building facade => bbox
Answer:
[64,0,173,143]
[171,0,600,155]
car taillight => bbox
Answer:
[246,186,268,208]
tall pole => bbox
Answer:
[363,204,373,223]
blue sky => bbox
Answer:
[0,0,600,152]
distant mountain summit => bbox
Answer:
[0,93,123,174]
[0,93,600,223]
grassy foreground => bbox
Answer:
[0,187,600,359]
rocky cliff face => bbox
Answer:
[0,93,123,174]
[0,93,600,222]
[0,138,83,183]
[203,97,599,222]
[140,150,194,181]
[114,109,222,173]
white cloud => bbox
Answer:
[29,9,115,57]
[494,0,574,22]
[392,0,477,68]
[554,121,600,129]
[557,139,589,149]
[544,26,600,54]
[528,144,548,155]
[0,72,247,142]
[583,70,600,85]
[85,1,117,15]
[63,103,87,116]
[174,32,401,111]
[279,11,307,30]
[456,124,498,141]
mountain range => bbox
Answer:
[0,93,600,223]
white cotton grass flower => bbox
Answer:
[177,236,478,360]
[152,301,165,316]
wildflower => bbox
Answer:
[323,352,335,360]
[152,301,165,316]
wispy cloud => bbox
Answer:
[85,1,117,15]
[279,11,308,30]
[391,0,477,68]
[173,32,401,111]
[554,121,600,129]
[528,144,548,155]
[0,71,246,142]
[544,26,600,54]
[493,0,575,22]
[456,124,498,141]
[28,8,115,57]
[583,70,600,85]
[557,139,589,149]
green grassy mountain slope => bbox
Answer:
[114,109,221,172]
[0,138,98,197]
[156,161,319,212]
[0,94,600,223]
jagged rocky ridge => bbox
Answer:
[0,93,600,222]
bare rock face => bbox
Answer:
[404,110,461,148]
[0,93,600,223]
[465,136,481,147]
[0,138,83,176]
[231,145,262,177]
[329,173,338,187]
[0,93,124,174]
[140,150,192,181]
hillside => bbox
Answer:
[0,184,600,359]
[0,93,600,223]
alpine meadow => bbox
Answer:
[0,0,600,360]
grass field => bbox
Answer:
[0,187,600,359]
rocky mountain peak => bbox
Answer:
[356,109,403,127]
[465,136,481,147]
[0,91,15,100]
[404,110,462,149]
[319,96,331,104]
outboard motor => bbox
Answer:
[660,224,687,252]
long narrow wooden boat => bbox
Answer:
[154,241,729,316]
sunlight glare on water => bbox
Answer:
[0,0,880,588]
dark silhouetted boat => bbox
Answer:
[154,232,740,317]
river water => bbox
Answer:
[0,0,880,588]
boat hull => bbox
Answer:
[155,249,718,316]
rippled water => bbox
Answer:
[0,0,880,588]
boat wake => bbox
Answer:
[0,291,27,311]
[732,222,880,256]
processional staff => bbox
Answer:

---+---

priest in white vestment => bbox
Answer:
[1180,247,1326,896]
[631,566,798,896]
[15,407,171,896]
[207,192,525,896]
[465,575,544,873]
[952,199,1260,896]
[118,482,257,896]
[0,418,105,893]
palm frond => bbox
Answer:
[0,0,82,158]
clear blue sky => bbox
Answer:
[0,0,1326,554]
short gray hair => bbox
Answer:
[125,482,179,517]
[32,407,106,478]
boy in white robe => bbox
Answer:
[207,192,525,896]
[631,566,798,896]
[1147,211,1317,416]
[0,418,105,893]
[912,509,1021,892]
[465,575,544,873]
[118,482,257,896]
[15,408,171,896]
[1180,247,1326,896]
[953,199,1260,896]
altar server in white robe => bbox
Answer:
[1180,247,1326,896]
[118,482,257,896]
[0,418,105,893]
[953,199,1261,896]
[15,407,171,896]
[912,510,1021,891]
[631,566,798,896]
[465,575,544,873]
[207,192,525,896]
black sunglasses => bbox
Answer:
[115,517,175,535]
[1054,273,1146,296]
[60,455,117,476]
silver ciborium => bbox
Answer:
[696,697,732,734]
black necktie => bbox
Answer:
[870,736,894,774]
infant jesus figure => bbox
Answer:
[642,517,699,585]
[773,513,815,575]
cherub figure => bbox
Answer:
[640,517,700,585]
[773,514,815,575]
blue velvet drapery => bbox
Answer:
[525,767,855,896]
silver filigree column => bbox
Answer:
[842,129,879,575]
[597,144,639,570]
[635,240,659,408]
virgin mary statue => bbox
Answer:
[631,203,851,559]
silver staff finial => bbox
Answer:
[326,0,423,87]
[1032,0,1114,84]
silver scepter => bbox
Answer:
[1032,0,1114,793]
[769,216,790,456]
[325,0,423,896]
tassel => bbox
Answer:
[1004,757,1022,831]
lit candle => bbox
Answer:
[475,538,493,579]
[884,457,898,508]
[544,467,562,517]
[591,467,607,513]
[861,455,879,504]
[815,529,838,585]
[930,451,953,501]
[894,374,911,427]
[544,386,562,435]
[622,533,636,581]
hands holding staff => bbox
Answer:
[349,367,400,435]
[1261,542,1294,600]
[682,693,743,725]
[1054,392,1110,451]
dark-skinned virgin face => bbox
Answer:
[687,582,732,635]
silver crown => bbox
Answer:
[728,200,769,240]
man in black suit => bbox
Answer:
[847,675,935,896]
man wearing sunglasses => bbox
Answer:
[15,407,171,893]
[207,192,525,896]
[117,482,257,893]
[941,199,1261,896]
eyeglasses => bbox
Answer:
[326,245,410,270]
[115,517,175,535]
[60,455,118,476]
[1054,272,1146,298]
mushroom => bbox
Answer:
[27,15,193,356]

---+---

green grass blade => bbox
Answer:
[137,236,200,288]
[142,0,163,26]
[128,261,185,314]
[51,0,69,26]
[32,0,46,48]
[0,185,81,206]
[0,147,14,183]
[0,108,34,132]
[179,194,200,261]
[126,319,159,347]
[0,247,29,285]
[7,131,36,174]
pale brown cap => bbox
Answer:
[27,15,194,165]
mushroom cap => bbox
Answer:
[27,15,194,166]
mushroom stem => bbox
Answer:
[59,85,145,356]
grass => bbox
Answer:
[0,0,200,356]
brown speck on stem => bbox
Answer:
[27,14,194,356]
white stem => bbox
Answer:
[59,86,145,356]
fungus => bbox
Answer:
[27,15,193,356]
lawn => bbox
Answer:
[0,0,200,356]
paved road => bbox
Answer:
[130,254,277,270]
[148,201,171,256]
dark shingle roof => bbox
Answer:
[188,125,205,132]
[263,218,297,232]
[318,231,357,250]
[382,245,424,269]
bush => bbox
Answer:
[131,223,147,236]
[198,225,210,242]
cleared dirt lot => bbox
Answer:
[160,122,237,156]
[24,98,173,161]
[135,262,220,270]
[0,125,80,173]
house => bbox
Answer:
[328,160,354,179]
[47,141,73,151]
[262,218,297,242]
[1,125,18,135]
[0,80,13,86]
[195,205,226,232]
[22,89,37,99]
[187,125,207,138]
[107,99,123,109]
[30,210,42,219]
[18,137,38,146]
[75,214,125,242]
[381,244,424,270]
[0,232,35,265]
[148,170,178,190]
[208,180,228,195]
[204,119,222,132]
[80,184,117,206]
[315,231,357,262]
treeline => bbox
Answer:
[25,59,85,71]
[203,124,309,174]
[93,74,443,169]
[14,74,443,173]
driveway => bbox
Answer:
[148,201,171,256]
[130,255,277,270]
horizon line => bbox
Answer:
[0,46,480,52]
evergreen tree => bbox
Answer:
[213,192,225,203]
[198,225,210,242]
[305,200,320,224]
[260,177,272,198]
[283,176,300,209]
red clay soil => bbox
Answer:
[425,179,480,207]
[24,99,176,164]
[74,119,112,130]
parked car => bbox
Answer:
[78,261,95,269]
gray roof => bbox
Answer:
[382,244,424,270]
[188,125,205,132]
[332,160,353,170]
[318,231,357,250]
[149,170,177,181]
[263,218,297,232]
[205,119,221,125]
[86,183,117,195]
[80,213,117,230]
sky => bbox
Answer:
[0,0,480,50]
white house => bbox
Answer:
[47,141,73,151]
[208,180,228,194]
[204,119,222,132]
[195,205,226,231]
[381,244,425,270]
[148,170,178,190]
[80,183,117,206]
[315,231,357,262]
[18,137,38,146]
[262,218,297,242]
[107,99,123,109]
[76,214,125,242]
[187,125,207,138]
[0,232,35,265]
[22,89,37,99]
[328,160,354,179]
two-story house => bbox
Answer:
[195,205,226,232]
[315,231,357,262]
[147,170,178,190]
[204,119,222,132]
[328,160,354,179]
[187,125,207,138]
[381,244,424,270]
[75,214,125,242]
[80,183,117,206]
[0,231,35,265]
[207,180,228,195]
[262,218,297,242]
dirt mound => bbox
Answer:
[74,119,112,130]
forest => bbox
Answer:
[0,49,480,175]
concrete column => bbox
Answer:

---+---

§ **Instructions for the task**
Extract every row above that contains the word "sunglasses", copying each one in full.

§ **Answer for this exercise**
black sunglasses => bbox
man wearing sunglasses => bbox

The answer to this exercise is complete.